Given problem: Copy the items verbatim, from the line containing "the red bodywork" through the end of the items, and leave the pictures out of your copy.

╔══

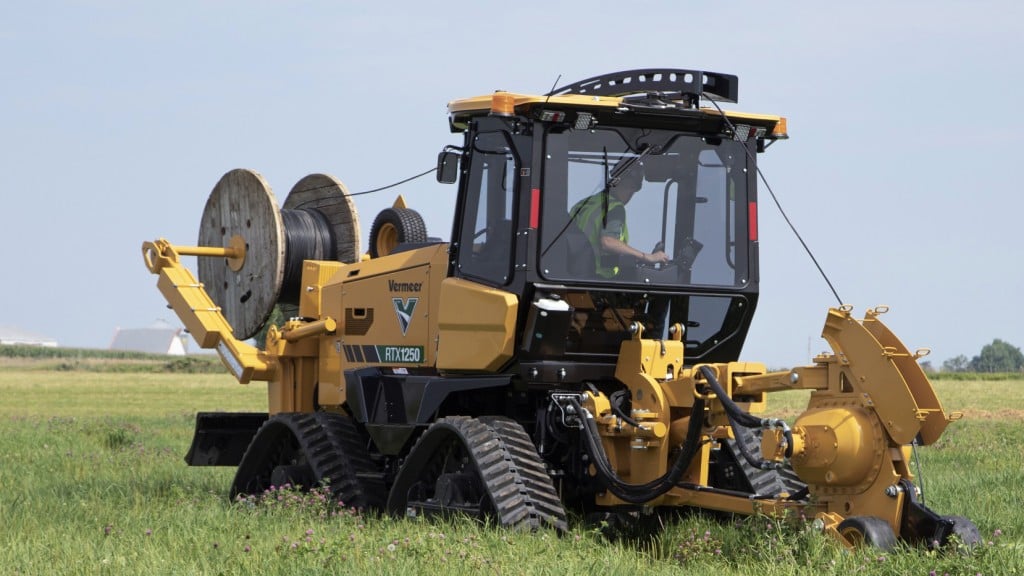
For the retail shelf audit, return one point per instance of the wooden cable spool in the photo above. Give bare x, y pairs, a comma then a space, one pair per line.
318, 221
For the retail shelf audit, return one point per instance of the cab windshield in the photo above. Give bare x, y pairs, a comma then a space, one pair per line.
642, 206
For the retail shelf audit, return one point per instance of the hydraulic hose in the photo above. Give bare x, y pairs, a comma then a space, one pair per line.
641, 493
740, 421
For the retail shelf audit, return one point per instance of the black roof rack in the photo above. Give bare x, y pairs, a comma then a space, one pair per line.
712, 85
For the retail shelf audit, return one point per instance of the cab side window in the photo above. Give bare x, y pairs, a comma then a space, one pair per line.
487, 232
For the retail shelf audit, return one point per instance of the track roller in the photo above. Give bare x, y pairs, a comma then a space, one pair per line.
483, 467
304, 450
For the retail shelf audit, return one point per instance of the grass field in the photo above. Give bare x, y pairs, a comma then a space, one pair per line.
92, 482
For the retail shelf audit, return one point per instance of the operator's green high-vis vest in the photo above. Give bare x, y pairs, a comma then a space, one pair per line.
589, 215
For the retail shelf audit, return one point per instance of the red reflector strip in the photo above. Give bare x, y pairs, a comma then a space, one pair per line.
535, 208
752, 219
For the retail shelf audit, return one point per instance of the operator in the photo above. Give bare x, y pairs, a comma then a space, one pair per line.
602, 218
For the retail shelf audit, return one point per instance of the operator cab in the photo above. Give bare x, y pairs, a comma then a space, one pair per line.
543, 190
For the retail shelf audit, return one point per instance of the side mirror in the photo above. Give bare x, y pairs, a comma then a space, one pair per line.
448, 166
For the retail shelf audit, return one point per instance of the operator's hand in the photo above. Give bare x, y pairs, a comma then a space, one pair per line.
655, 257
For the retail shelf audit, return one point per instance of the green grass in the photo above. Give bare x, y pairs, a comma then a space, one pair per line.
92, 482
75, 360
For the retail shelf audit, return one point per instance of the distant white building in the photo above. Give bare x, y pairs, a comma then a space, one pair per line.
160, 337
11, 335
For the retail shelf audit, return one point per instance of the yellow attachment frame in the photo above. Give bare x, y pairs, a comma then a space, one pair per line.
201, 316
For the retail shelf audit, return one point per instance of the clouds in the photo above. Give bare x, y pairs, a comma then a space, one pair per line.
118, 119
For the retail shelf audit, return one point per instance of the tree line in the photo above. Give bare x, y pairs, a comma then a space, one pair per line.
995, 357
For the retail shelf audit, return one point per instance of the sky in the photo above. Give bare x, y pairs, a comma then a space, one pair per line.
117, 118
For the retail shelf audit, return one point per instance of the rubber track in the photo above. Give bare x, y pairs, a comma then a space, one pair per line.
764, 483
512, 474
333, 448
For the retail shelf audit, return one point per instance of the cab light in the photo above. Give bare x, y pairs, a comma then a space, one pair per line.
502, 104
752, 220
535, 208
552, 116
780, 131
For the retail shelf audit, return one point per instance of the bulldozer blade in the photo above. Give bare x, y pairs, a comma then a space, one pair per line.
221, 438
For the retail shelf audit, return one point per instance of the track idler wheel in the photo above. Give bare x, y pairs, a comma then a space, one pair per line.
393, 227
483, 467
867, 531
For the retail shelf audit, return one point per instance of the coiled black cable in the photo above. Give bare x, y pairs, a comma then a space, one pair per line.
308, 236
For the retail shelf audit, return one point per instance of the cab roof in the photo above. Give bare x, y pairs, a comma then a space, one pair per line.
666, 97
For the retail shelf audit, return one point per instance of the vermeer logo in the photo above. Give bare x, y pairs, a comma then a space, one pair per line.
403, 286
403, 309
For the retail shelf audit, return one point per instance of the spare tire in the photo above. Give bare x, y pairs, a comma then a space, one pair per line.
393, 227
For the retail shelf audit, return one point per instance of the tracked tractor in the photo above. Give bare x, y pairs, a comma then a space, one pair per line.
573, 345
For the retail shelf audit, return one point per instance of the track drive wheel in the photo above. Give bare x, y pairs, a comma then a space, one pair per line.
483, 467
867, 531
305, 450
393, 227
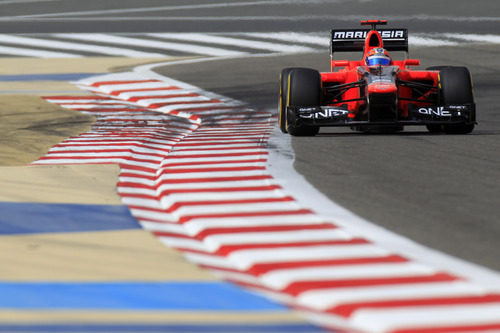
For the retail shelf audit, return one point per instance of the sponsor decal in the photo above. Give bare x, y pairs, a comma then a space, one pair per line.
323, 113
361, 34
438, 111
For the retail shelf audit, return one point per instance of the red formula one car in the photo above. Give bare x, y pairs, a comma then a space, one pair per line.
376, 93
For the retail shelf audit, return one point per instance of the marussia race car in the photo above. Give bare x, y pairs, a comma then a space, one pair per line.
376, 93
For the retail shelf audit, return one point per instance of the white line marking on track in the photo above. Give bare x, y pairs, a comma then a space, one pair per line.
4, 38
275, 47
184, 47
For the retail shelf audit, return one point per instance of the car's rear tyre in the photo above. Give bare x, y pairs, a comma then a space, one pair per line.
456, 88
303, 89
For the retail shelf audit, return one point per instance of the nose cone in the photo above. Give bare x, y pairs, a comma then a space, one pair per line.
382, 88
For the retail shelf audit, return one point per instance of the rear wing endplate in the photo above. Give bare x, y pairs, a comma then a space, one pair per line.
352, 40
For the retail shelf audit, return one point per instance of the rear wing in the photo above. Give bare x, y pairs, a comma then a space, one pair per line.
352, 40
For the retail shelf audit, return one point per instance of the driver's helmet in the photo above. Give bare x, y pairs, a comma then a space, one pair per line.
378, 57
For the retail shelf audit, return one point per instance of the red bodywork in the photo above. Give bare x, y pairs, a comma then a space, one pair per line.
352, 71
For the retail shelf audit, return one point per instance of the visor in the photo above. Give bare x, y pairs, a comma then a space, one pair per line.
376, 61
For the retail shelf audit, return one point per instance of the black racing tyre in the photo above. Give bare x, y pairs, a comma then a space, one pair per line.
283, 98
304, 89
456, 88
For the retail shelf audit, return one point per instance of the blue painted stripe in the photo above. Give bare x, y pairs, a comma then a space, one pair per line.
172, 328
192, 296
47, 77
22, 218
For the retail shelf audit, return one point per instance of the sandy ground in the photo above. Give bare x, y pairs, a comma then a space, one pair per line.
29, 126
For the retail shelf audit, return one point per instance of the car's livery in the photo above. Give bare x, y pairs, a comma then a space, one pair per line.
375, 95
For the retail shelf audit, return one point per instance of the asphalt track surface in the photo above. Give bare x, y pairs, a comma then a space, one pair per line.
440, 190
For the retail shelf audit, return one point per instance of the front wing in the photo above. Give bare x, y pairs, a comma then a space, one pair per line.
338, 116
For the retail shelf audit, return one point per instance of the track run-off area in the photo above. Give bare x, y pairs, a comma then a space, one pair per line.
206, 176
146, 188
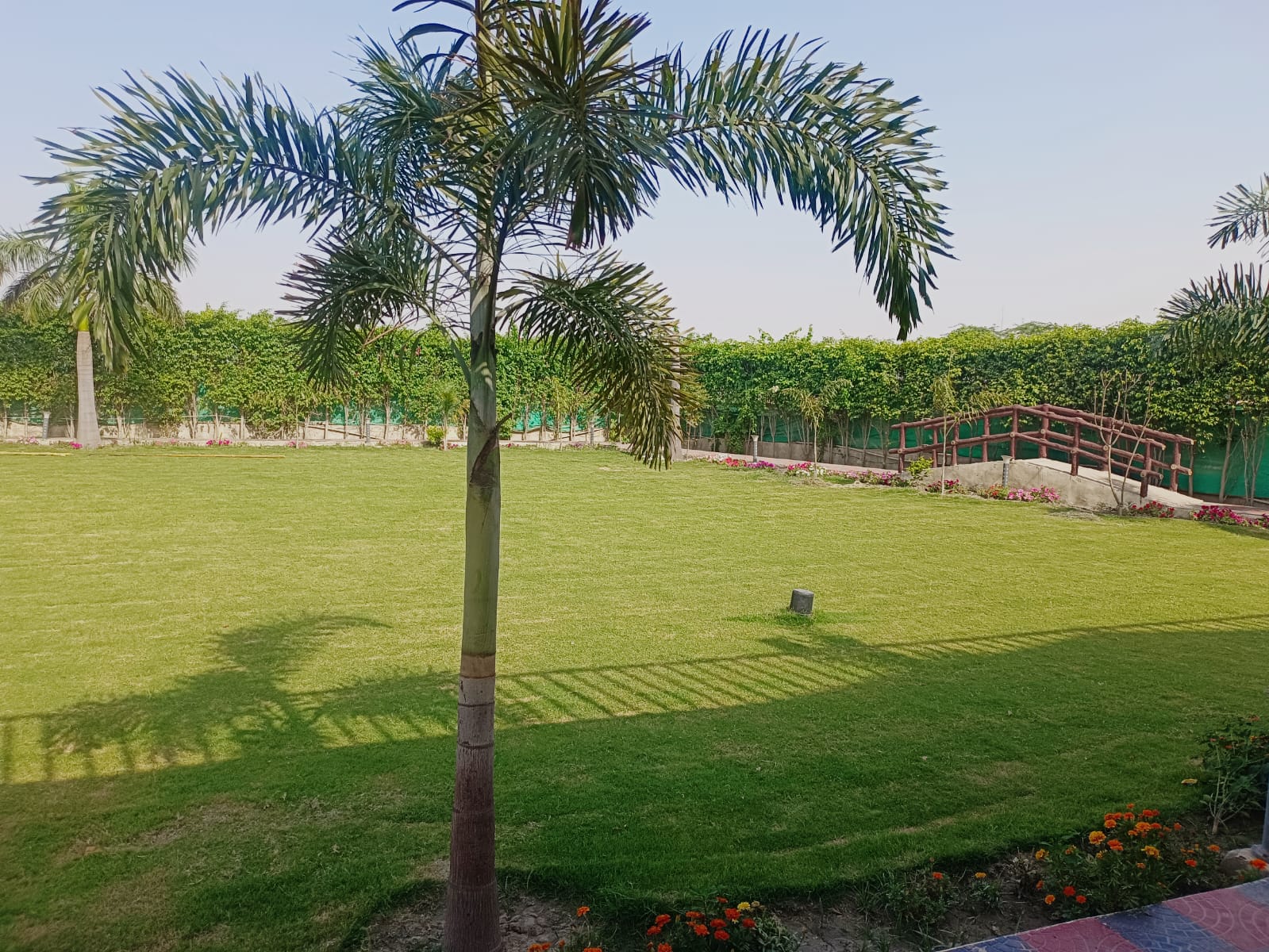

╚══

Reply:
For the retail shelf audit, return one point per instance of the red bodywork in the photo above. Give bare x, y pairs, a comma then a space, one pair per line.
352, 71
For the retail shelf audit, return one point per instance of the visor in the photo above. Give bare x, y pairs, a comma then a space, one pair per line.
376, 61
For the retail shelf audit, return one point per instance of the black racing tyre in the photo above. Give bare x, y pairs, a comma then a space, one pair per line.
283, 98
304, 89
456, 88
For the retail shelf audit, return one point per instance of the blue painted stripe in the photo above. Give bare x, y pairs, a comma then a space, one pair per line.
172, 328
192, 296
47, 77
22, 218
For the retail shelf audit, return one point per instance of the sandy ground in the photo above. Give bare x, y pairs, a comma then a space, one pair per line.
29, 126
For the retail shelf audit, return one point per instance of the car's livery in the photo above. Give bare x, y pairs, a comma then a space, one pair per line.
375, 95
For the retail shelf audit, return one point per instance of the asphalt track surface in the photo above. Give bare x, y pairs, a comma then a space, one pair per line.
440, 190
For the retail shelf audit, return one point per instance of the front wing in the photo above. Give bare x, y pairs, a comma then a space, one pair per line.
338, 116
For the retail shelf audit, return one point per instance of the track run-off area in the photo above. Give bare x, y pairs, a comma then a space, one pair per line.
206, 176
146, 188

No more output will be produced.